* ABOUT THIS EXERCISE: Each line below should be reproduced without any alteration.
[Opening DATA SHOWN section]
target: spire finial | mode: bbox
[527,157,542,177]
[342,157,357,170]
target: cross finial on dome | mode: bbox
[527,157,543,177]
[Closing DATA SHOWN section]
* ANSWER FOR THIS EXERCISE:
target: spire finial | mode: bbox
[527,157,542,177]
[342,157,357,170]
target: cross finial on dome | mode: bbox
[527,157,543,177]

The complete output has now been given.